INFORMATION SHOWN:

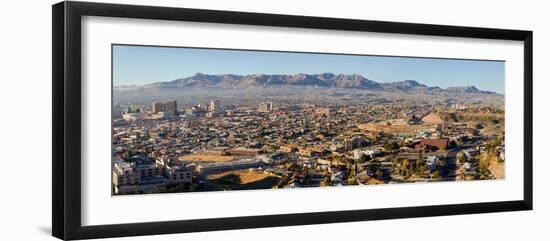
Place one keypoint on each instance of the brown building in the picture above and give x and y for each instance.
(289, 148)
(434, 144)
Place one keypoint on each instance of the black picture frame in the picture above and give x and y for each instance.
(66, 75)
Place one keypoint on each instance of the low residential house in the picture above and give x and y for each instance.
(434, 144)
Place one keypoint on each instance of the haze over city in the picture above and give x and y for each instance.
(193, 120)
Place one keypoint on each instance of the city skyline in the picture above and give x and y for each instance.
(140, 65)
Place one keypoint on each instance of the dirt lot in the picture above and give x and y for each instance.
(206, 157)
(394, 129)
(243, 180)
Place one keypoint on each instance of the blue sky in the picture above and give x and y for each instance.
(138, 65)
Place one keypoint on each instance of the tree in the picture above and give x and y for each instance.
(452, 144)
(365, 158)
(326, 180)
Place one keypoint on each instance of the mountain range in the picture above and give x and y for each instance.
(327, 80)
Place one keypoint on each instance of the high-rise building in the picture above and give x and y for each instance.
(214, 105)
(172, 107)
(265, 107)
(157, 107)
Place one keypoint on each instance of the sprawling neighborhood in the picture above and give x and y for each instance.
(163, 147)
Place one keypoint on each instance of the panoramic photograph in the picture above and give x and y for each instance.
(202, 119)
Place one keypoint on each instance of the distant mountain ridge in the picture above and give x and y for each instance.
(328, 80)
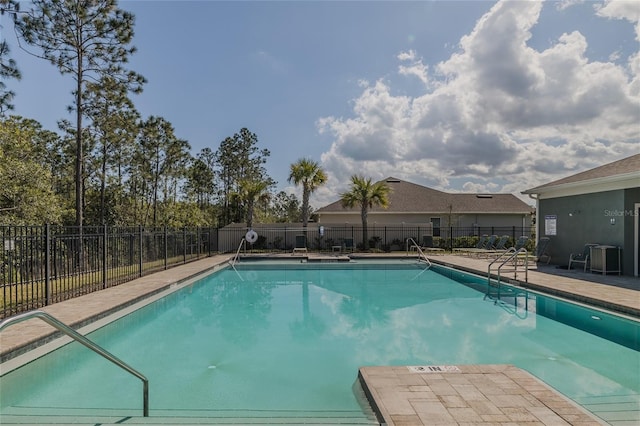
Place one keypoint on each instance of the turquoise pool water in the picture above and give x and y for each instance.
(289, 339)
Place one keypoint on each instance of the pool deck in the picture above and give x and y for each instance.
(472, 395)
(467, 395)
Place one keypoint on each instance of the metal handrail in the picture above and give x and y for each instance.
(235, 258)
(414, 244)
(86, 342)
(508, 256)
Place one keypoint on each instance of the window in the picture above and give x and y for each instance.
(435, 221)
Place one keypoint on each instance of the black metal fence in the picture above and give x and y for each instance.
(41, 265)
(384, 238)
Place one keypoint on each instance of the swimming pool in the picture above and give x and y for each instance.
(286, 340)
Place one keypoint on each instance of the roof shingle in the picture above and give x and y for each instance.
(407, 197)
(620, 167)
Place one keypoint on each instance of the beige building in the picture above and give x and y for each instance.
(411, 204)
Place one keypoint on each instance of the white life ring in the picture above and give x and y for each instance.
(251, 236)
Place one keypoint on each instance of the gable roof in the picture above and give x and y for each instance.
(407, 197)
(621, 170)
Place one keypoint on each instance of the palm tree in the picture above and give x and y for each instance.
(311, 176)
(251, 192)
(366, 195)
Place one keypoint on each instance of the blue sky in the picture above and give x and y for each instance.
(471, 96)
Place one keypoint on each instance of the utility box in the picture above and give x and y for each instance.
(605, 259)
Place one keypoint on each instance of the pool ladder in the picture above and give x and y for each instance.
(505, 258)
(60, 326)
(411, 243)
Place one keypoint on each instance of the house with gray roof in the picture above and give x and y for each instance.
(412, 204)
(598, 206)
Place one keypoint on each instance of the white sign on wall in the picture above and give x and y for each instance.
(550, 224)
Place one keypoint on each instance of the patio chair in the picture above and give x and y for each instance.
(482, 241)
(581, 257)
(498, 248)
(301, 245)
(521, 242)
(427, 244)
(488, 246)
(541, 250)
(348, 244)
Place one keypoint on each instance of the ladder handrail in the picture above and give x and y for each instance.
(424, 256)
(508, 255)
(60, 326)
(235, 258)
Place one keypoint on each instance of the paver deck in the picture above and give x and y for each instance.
(473, 395)
(467, 395)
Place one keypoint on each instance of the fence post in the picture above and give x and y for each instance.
(140, 246)
(184, 244)
(198, 242)
(47, 265)
(166, 251)
(104, 258)
(451, 238)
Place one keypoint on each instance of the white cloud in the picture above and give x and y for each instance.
(416, 68)
(504, 116)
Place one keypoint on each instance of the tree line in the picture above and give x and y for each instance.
(110, 166)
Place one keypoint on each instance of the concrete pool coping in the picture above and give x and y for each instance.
(23, 337)
(83, 310)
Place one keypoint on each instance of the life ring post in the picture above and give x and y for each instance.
(251, 236)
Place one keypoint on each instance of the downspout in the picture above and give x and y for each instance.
(534, 197)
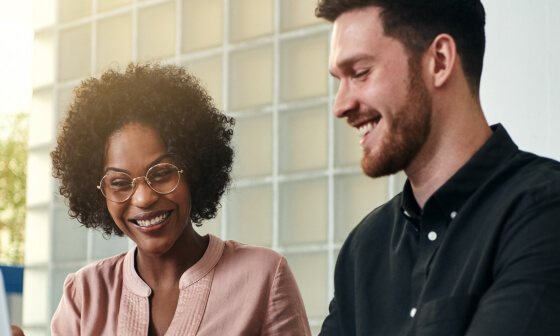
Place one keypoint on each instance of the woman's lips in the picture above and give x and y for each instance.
(151, 222)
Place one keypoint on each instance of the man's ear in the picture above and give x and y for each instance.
(442, 55)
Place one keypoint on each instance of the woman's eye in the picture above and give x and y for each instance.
(160, 174)
(120, 183)
(361, 74)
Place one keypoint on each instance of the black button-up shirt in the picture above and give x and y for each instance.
(481, 258)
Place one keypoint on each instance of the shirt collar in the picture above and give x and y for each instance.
(208, 261)
(455, 192)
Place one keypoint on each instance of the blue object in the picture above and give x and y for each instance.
(13, 279)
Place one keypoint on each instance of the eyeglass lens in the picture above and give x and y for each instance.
(118, 186)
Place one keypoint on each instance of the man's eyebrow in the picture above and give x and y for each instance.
(156, 161)
(347, 62)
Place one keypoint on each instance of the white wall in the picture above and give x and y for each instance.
(521, 76)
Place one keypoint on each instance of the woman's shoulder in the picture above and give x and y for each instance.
(107, 271)
(246, 252)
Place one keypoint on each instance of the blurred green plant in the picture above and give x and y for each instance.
(13, 178)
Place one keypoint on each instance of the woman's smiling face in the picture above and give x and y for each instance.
(155, 222)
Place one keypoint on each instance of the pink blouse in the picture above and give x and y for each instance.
(234, 289)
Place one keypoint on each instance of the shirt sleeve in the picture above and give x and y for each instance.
(285, 310)
(66, 319)
(524, 298)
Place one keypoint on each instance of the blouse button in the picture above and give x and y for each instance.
(432, 236)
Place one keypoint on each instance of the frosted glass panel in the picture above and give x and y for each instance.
(105, 5)
(304, 68)
(355, 197)
(209, 71)
(41, 118)
(69, 238)
(64, 97)
(303, 212)
(74, 50)
(212, 226)
(347, 151)
(57, 285)
(37, 236)
(253, 146)
(251, 73)
(202, 24)
(156, 31)
(250, 18)
(43, 13)
(297, 14)
(69, 10)
(250, 215)
(35, 304)
(43, 59)
(303, 139)
(114, 42)
(39, 178)
(104, 248)
(311, 273)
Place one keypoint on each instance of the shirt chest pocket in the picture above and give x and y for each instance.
(448, 316)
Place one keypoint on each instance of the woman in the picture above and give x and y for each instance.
(158, 151)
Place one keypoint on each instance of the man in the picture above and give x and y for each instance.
(472, 244)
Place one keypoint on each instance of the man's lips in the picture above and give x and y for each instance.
(150, 219)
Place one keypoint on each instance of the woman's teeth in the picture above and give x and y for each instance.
(366, 128)
(153, 221)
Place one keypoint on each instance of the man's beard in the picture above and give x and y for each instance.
(406, 133)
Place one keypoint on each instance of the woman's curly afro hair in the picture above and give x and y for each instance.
(164, 97)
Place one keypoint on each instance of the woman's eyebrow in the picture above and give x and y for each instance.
(156, 161)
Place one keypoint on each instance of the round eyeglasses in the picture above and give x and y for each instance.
(117, 186)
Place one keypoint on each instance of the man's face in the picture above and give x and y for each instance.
(382, 93)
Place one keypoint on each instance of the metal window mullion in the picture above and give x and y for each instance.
(275, 128)
(331, 258)
(225, 94)
(134, 31)
(178, 30)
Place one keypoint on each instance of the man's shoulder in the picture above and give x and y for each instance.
(378, 220)
(533, 176)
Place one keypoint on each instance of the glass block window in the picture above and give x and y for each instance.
(250, 19)
(304, 71)
(74, 52)
(41, 101)
(251, 78)
(253, 146)
(304, 141)
(209, 71)
(114, 42)
(156, 31)
(202, 24)
(296, 14)
(249, 223)
(69, 10)
(107, 5)
(43, 59)
(303, 212)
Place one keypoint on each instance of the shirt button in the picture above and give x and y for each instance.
(432, 236)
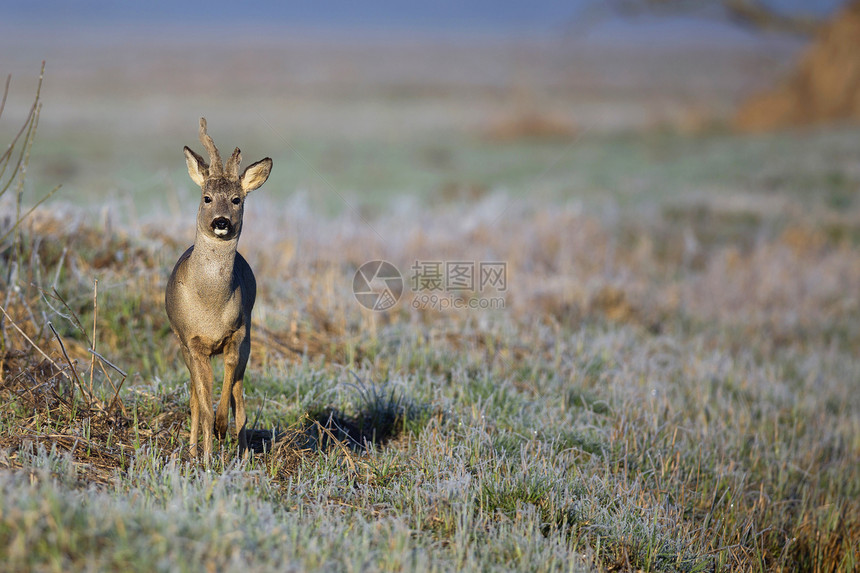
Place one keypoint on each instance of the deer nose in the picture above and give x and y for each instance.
(222, 226)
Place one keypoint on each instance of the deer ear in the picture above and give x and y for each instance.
(256, 174)
(198, 169)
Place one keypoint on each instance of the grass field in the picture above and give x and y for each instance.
(670, 383)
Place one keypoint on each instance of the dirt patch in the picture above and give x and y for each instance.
(824, 88)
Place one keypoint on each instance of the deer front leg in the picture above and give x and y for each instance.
(232, 396)
(201, 401)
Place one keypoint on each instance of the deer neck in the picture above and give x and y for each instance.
(211, 265)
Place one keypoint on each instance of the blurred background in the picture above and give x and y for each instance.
(372, 106)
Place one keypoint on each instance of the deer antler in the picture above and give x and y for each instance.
(232, 170)
(216, 167)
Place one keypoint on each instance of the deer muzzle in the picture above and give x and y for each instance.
(222, 226)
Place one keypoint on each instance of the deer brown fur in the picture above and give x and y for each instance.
(212, 289)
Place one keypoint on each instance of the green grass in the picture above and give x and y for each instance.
(671, 385)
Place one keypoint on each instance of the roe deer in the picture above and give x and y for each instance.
(211, 291)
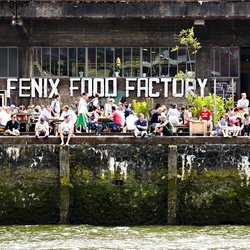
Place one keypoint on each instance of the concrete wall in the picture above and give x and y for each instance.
(125, 181)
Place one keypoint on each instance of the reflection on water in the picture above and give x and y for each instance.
(146, 237)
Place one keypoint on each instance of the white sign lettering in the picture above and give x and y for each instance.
(144, 87)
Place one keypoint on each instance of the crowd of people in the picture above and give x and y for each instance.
(120, 117)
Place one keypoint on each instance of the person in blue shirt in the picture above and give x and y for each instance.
(141, 126)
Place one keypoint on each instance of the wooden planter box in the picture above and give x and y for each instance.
(198, 127)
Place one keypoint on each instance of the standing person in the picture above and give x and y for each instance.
(82, 120)
(66, 129)
(205, 115)
(141, 126)
(12, 127)
(4, 117)
(222, 128)
(56, 105)
(95, 101)
(68, 112)
(117, 120)
(42, 129)
(243, 102)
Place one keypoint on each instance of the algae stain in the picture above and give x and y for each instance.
(13, 152)
(244, 170)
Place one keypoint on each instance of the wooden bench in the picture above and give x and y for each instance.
(181, 130)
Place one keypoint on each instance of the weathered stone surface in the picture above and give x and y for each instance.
(29, 187)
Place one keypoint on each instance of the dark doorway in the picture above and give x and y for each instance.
(245, 70)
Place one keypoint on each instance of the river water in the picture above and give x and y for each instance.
(61, 237)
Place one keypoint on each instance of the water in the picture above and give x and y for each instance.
(61, 237)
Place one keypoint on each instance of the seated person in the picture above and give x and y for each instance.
(42, 129)
(66, 129)
(205, 115)
(117, 120)
(238, 127)
(141, 126)
(12, 127)
(222, 128)
(165, 126)
(173, 115)
(130, 121)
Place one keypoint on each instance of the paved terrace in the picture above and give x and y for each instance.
(119, 139)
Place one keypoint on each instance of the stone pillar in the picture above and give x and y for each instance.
(64, 161)
(172, 184)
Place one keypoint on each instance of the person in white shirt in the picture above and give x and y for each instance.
(130, 121)
(42, 129)
(68, 112)
(83, 114)
(243, 102)
(173, 115)
(4, 117)
(66, 129)
(56, 105)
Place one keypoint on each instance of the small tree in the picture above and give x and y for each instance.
(187, 39)
(140, 107)
(209, 101)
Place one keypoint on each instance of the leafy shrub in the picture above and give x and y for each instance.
(140, 107)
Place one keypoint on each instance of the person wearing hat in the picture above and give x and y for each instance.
(42, 129)
(165, 126)
(66, 129)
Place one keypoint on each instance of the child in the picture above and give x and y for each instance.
(238, 126)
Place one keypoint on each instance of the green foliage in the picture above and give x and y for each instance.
(187, 39)
(229, 103)
(140, 107)
(210, 102)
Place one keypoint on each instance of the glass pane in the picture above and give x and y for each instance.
(191, 63)
(155, 62)
(118, 61)
(72, 61)
(13, 62)
(136, 66)
(63, 62)
(100, 62)
(182, 60)
(81, 62)
(37, 68)
(92, 62)
(46, 62)
(3, 62)
(215, 62)
(224, 61)
(234, 62)
(146, 62)
(54, 61)
(164, 59)
(109, 62)
(127, 62)
(173, 63)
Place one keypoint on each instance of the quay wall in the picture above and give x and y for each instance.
(114, 180)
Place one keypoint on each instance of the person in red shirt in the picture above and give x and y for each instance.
(205, 115)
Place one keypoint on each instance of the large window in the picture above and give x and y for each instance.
(8, 62)
(112, 62)
(225, 62)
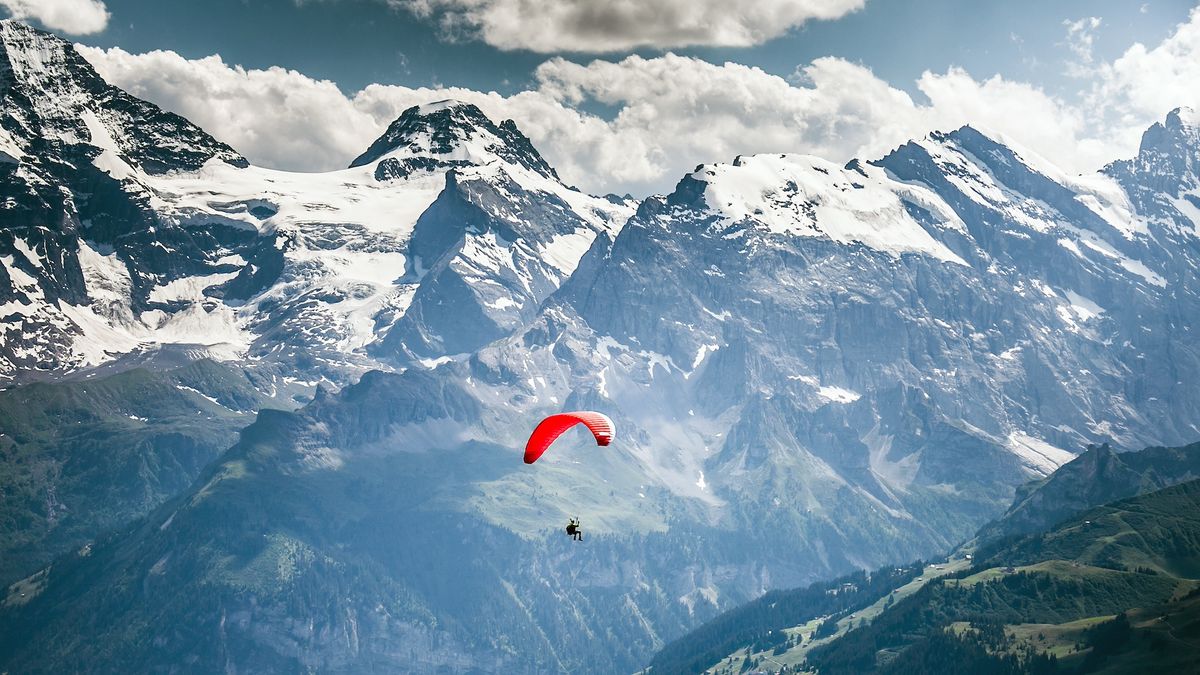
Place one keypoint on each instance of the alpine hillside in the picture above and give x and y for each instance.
(813, 369)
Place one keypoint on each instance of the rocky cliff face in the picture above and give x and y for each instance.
(813, 368)
(130, 231)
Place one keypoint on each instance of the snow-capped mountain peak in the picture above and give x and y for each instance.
(49, 93)
(448, 135)
(805, 196)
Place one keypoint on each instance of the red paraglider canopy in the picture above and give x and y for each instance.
(556, 424)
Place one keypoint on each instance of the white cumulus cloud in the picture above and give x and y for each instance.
(676, 112)
(77, 17)
(610, 25)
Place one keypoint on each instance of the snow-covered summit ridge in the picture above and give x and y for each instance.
(807, 196)
(49, 93)
(448, 135)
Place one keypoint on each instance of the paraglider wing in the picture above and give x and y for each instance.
(556, 424)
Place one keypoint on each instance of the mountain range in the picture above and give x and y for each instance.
(814, 368)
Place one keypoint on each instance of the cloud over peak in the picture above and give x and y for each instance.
(75, 17)
(615, 25)
(673, 112)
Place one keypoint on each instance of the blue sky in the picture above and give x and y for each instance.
(358, 42)
(661, 87)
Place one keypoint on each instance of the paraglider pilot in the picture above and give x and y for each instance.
(574, 530)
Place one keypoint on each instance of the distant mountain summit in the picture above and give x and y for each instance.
(131, 231)
(53, 101)
(813, 369)
(445, 135)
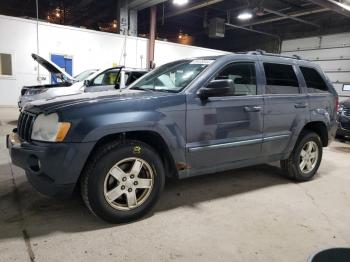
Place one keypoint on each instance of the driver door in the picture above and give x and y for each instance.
(224, 130)
(107, 80)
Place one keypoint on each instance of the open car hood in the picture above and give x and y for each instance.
(53, 69)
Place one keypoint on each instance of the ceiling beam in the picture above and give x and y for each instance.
(291, 17)
(295, 14)
(333, 5)
(193, 7)
(251, 30)
(143, 4)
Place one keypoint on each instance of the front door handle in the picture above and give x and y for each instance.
(252, 108)
(300, 105)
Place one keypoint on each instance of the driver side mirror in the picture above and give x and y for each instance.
(217, 88)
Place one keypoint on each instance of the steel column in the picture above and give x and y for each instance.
(152, 37)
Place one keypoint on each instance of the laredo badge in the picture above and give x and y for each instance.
(136, 150)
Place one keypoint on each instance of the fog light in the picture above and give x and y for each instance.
(34, 163)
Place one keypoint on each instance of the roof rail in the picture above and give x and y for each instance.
(262, 52)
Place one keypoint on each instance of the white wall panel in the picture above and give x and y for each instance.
(88, 48)
(331, 52)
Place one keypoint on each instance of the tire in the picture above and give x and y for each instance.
(109, 174)
(294, 167)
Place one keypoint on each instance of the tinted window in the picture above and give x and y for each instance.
(243, 76)
(133, 76)
(172, 77)
(280, 79)
(313, 80)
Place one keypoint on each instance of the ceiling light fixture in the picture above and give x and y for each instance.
(180, 2)
(245, 15)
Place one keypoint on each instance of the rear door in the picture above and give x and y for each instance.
(224, 130)
(285, 107)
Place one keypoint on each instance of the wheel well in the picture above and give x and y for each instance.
(320, 129)
(151, 138)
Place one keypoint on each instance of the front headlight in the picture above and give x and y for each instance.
(47, 128)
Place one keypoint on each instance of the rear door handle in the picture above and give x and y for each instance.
(300, 105)
(252, 108)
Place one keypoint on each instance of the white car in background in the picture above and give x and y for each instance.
(92, 80)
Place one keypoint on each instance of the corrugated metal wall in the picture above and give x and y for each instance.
(331, 52)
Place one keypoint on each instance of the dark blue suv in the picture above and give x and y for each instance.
(186, 118)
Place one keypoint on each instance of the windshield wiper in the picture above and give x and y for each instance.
(140, 88)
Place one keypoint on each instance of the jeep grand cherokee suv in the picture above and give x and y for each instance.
(186, 118)
(344, 119)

EXERCISE DIRECTIONS: Print from the line containing "Place one keypoint on each instance of the tire" to the last line above, exactly as written.

SOLUTION FOR THIS TASK:
Place one keypoint on each instance of the tire in the picture above and give x and y for each instance.
(109, 174)
(294, 167)
Place one keypoint on each instance of the tinted window in the picture above and give x and y for each instance.
(243, 76)
(133, 76)
(172, 77)
(280, 79)
(313, 80)
Place one keypoint on each instance of the ceiling light fixture in the picture above and give x and y for each instance.
(180, 2)
(245, 15)
Place one keypoint on each instance of the rear door in the picture above and give x and y for each instance.
(224, 130)
(285, 107)
Place one keypoint on each instance of the wheel well in the picture above and give x and y for each instance.
(320, 129)
(151, 138)
Place one keypoint on each instance of the front headlight in the picture above and give x and y for each instance.
(47, 128)
Place one keypoint on each instance of the rear door handle in the picture above and give x and y for each instance.
(300, 105)
(252, 108)
Place one keypoint on each instance of the white car in background in the picture above and give x and y for each instance.
(92, 80)
Place one keypoint on each instance of the corrugated metal wall in the picture above and give x and y for each instance.
(331, 52)
Place one keypoint on each instance of the dark blue suv in the picture above and give x and y for each instance.
(186, 118)
Place one keypoint on each instance of the windshield wiper in the picture above and give x and y for each instance.
(140, 88)
Place one keypoint on each instance of the jeep grand cherokee suv in the picture above and give x and y for each instance.
(186, 118)
(344, 119)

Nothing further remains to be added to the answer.